═════ Records supplied ═════

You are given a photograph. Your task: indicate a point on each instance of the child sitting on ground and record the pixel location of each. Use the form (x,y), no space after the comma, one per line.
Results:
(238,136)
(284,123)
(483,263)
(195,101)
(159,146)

═════

- _Work to do_
Output all of the data again. Match it exactly.

- _Answer to the problem_
You are given a photograph. Your task: indicate a point on each instance of the child sitting on ground and record the pixel location of each. Use the form (x,y), no space after the comma, one per line.
Results:
(238,136)
(284,123)
(483,263)
(195,101)
(159,146)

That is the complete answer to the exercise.